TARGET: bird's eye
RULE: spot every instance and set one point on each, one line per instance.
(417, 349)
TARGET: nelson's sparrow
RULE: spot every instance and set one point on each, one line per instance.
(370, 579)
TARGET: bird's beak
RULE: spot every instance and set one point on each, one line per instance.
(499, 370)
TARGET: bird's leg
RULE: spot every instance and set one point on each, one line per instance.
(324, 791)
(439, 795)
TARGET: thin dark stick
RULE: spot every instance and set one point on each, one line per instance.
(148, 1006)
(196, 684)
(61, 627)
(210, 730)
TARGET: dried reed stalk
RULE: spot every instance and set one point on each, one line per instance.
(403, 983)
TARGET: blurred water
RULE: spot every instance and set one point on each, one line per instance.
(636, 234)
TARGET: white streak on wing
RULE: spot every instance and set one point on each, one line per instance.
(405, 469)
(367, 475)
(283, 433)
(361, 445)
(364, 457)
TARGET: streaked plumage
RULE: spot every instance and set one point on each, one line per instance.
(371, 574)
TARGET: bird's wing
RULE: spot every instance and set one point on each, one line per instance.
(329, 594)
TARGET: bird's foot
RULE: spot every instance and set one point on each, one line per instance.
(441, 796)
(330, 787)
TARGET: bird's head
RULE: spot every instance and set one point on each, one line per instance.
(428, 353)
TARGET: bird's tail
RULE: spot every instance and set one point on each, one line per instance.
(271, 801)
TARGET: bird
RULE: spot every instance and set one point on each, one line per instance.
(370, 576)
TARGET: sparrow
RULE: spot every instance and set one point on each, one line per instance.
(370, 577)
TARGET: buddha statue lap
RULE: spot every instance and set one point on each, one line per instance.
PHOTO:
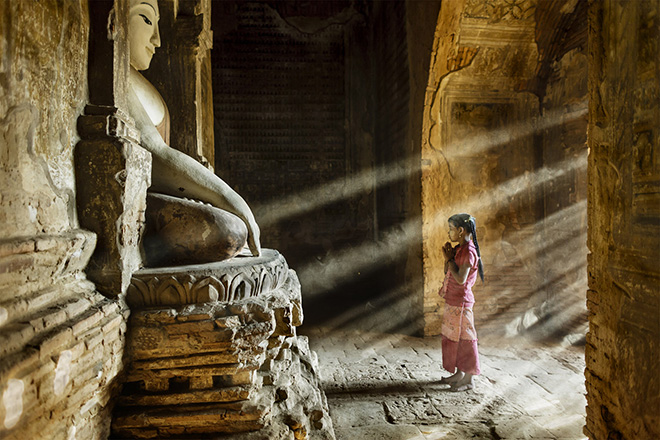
(192, 215)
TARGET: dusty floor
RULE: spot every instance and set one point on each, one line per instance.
(385, 387)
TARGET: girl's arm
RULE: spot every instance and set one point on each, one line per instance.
(459, 273)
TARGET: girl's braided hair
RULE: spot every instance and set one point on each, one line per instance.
(468, 222)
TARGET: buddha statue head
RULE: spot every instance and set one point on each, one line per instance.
(143, 33)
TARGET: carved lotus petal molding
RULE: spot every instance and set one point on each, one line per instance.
(233, 280)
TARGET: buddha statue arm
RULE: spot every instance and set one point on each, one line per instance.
(177, 174)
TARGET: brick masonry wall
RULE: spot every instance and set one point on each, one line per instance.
(61, 342)
(623, 343)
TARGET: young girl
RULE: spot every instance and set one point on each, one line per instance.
(459, 338)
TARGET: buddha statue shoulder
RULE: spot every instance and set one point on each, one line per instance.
(192, 215)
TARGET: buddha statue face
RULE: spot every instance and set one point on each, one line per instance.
(143, 34)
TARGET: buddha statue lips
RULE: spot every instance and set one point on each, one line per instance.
(179, 231)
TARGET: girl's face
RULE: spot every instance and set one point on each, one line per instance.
(454, 232)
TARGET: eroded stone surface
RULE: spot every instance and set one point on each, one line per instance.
(230, 365)
(507, 403)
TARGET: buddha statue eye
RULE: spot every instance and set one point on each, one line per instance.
(146, 20)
+===+
### Short task
Quote each record exactly as it stands, minus the pictures.

### The result
TARGET: bird's eye
RULE: spot every instance and set one point on each, one line per instance.
(417, 349)
TARGET: nelson's sparrow
RULE: spot every instance and set one point on each, one line per instance.
(370, 579)
TARGET: bird's beak
RULE: spot every instance and set one point on each, one line per instance.
(499, 370)
TARGET: bird's leg
RULE: spot every instance and set one point on each, one line per instance.
(324, 791)
(439, 795)
TARGET: thin dark stick
RULE: spot every instance and set one point on each, one line per instance.
(148, 1006)
(196, 684)
(61, 627)
(210, 730)
TARGET: dried reed stalk
RULE: spot every instance and set one point on each, one line per instance.
(403, 983)
TARGET: blurred water
RULE: spot every instance and set one point on each, one line per instance.
(636, 234)
TARGET: white streak on wing
RULE: spot every instance and set one point on each, one line per instance.
(405, 469)
(367, 475)
(283, 433)
(361, 445)
(364, 457)
TARGET: streaked plumage
RULE: spot every instance and set one point on each, one line per instance.
(371, 574)
TARGET: bird's wing
RULE: spot every instance and set one point on each, one line per instance.
(329, 594)
TARGET: bird's foot
RULE: spot every instance and set one point on each, one line per instance.
(441, 796)
(330, 787)
TARGET: bird's head
RULE: spot every instance and set one point on each, one line per instance.
(428, 353)
TARGET: bird's tail
RULE: spot every instance and set one point on each, one line per instance.
(271, 801)
TARGET: bird
RULE: spot every instance and set one point on each, one line per instance.
(370, 576)
TARGET: sparrow
RULE: spot every instance and set one point on each, one line per instance.
(370, 577)
TARGET: buddha statue lap
RULE: spot every instance and set one point on each, one line per instance.
PHOTO:
(192, 215)
TARGET: dusty floor
RULE: spot every instance and set one point on each, one line per instance.
(385, 387)
TARGET: girl's arm
RULE: spot every instance and set one point on each, one line per instance.
(459, 273)
TARGET: girl's braided hair
RULE: spot every instance and set one point on each, one line per instance.
(468, 222)
TARGET: buddha statue head
RULE: spot every instance and set one point on each, one line per instance.
(143, 33)
TARGET: carved lotus petal molding
RULE: spot every instance and set one point on each, one line per instance.
(233, 280)
TARGET: buddha statue arm
RULE: spot every instance and set one point on each, one line per instance.
(177, 174)
TARGET: brick masonry wall
RULE: spot every instance and set one point on each, one line per instance.
(61, 342)
(623, 343)
TARGET: young girl
RULE: spot every instance and set one point on each, one line per instance.
(459, 338)
TARGET: buddha statue shoulder
RULE: spot every instance and set one point on each, one line per instance.
(192, 215)
TARGET: buddha statue face
RULE: spot every instance and set one point on each, one line per instance.
(143, 34)
TARGET: buddha statue lips
RULE: spot every instance and set one point on each, one line per instance.
(179, 231)
TARGET: girl's face
RULE: spot every instance and set one point on each, one line per instance.
(454, 232)
TARGET: eroded stone surface
RULE: spot every instance and set one point on each, one line per instance.
(230, 365)
(507, 403)
TARGET: buddha statue eye
RULE: spot every instance and set one point on each, one line per instance.
(146, 20)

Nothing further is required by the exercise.